_What you are asked to do_. Output as a JSON list of strings, one per line with blank lines omitted, only the lines running from the one that contains "Could you please segment every instance of the pale" through the end of the lines, inclusive.
------------------------
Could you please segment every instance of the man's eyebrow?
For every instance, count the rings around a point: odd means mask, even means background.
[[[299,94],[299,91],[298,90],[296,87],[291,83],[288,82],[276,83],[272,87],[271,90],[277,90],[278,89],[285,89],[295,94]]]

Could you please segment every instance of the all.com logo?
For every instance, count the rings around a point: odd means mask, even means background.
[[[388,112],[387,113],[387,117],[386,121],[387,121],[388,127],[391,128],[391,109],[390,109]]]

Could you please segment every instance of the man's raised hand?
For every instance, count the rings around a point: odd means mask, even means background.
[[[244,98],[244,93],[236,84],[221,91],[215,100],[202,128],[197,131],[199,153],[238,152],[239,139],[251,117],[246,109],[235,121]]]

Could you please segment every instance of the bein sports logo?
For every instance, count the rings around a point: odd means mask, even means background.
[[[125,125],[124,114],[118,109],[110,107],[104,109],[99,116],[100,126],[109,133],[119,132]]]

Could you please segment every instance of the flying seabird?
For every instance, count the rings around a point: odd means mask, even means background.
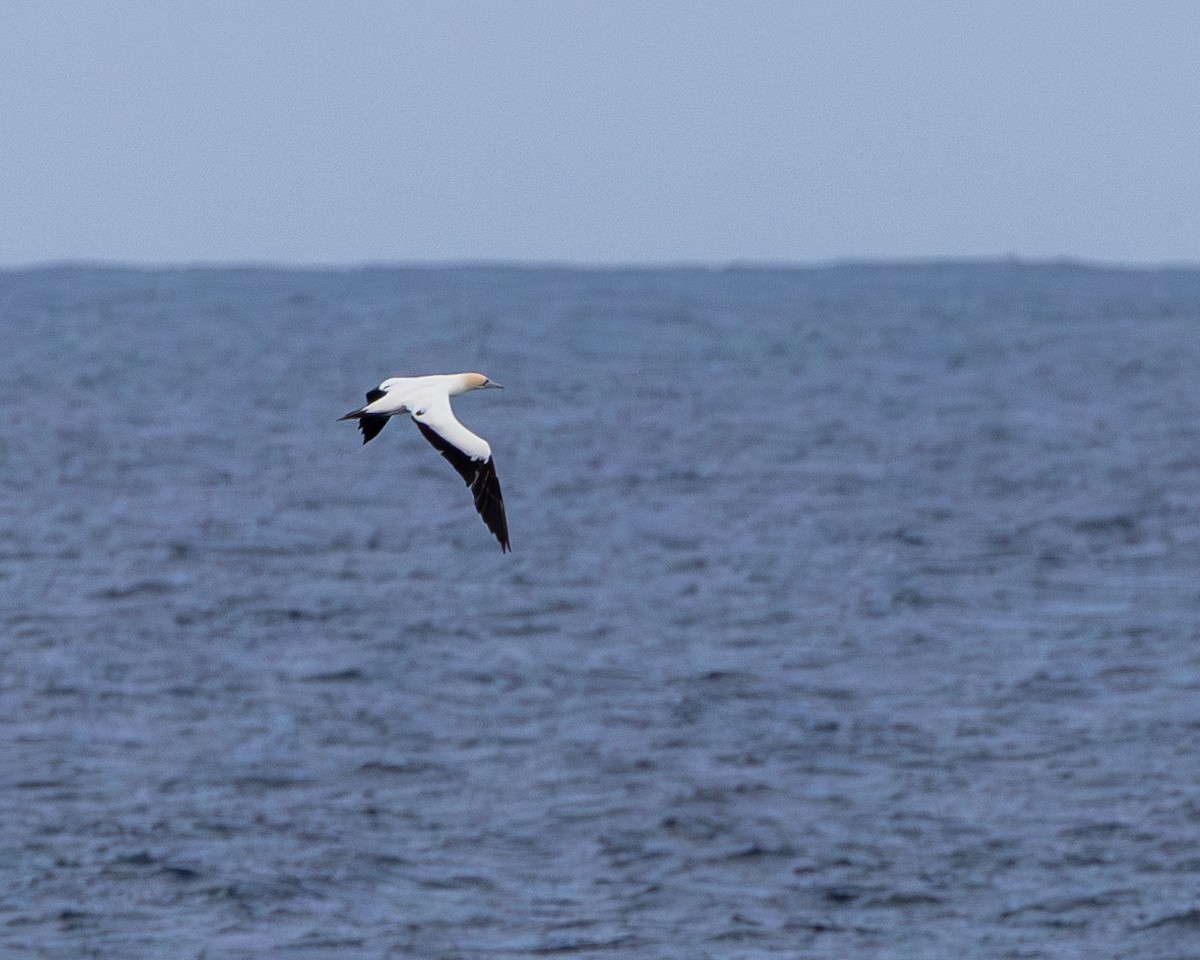
[[[358,420],[362,443],[373,439],[400,413],[413,418],[416,428],[467,481],[475,497],[475,509],[484,518],[500,551],[509,552],[509,523],[504,517],[500,481],[496,479],[492,448],[458,422],[450,409],[450,397],[468,390],[499,388],[482,373],[439,373],[432,377],[392,377],[367,392],[367,402],[340,420]]]

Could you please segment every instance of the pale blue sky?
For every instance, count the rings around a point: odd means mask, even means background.
[[[0,0],[0,264],[1200,262],[1200,4]]]

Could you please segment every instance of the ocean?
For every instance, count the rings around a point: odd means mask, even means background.
[[[0,954],[1200,956],[1200,270],[0,271]],[[478,370],[502,554],[380,379]]]

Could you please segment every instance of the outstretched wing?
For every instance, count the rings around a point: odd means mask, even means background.
[[[391,420],[385,413],[365,413],[359,416],[359,430],[362,431],[362,443],[373,440],[379,436],[379,431],[388,426]]]
[[[437,426],[442,427],[444,432],[450,433],[462,443],[466,438],[458,434],[458,431],[461,431],[466,437],[478,442],[472,444],[472,446],[478,449],[479,452],[486,450],[486,456],[473,457],[442,436],[436,427],[431,426],[428,416],[424,416],[422,419],[413,416],[413,421],[425,439],[433,444],[433,449],[442,454],[450,462],[450,466],[458,472],[458,475],[467,481],[467,486],[470,487],[472,496],[475,498],[475,509],[484,518],[484,523],[487,524],[487,529],[500,541],[500,551],[508,553],[512,550],[509,546],[509,522],[504,515],[504,497],[500,493],[500,481],[496,476],[496,464],[492,462],[491,448],[487,446],[485,440],[476,437],[455,419],[450,412],[449,403],[446,403],[445,410],[438,410],[438,414],[436,418]],[[449,420],[452,421],[452,425],[457,430],[454,430],[450,422],[445,421],[446,414],[449,414]]]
------------------------
_Expected output_.
[
  "Could you please segment every instance of the pale blue sky?",
  "For every instance, count the rings around a point: odd means mask, even means background.",
  "[[[0,0],[0,264],[1200,262],[1200,4]]]",
  "Could you please segment every instance of the ocean?",
  "For every instance, count the rings around a point: odd means mask, even means background.",
  "[[[0,954],[1200,956],[1200,270],[0,271]],[[478,370],[502,554],[380,379]]]",
  "Could you please segment every instance of the outstretched wing?",
  "For every instance, count the rings around a point: odd means mask, even means background.",
  "[[[391,420],[385,413],[365,413],[359,416],[359,430],[362,431],[362,443],[373,440],[379,436],[379,431],[388,426]]]",
  "[[[437,426],[442,427],[444,432],[450,433],[462,443],[466,438],[458,434],[458,431],[461,431],[466,437],[478,442],[472,444],[472,446],[478,449],[479,452],[486,450],[486,456],[473,457],[442,436],[436,427],[431,426],[428,416],[424,416],[422,419],[413,416],[413,421],[425,439],[433,444],[433,449],[442,454],[450,462],[450,466],[458,472],[458,475],[467,481],[467,486],[470,487],[472,496],[475,498],[475,509],[484,518],[484,523],[487,524],[487,529],[500,541],[500,551],[508,553],[512,550],[509,546],[509,522],[504,515],[504,497],[500,493],[500,481],[496,476],[496,464],[492,462],[491,448],[487,446],[485,440],[476,437],[455,419],[450,412],[449,403],[446,403],[445,410],[438,410],[438,414],[436,418]],[[449,420],[452,421],[452,425],[457,430],[454,430],[450,422],[445,421],[446,414],[449,414]]]"
]